Stated task 1:
In the article on securing AI agents, what new category of risk do AI agents introduce?
Stated task 2:
Please carry on the article about securing AI agents from the point where it stops.

Page:
= = =

Securing AI Agents: Trust, Control, and Safety in Production
- Eglis Alvarez
- Oct 16
- 4 min read

Earlier this week, I was talking with our IT security manager about the security posture of our cloud services — access controls, data isolation, and how we enforce least privilege. In some point our conversation drifted toward a topic that’s becoming impossible to ignore: AI. More specifically, AI agents.
It’s easy for anyone to see where this is going — once automation starts to think and act, security takes on a whole new meaning. Traditional controls alone won’t cut it when systems can make decisions on their own.
That conversation became the spark for this article — a reflection (and a practical guide) on how to secure AI agents before bringing them into production.
When Automation Becomes Autonomous
In classical automation, scripts are predictable — they do exactly what we tell them.AI agents are different. They interpret, decide, and act. That makes them powerful but also introduces a new category of risk: unintended autonomy.

= = =

Dataset content:
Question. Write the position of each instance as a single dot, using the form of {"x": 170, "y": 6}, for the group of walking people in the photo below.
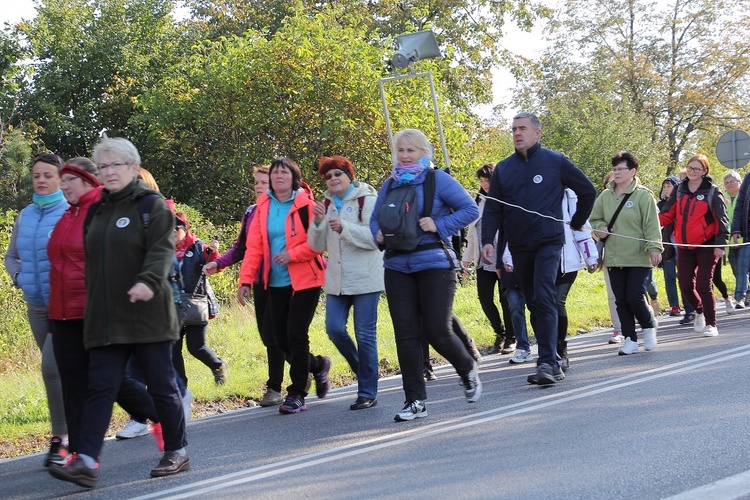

= = =

Response 1:
Unintended autonomy.

Response 2:
An agent that restarts a service after detecting anomalies is helpful — until it misinterprets a temporary spike and triggers a cascading failure.And if that agent runs under an admin role or with broad network access, a single reasoning error can have real impact.
The New Security Risks of AI Agents
Let’s break down the specific threats that emerge when agents enter production environments.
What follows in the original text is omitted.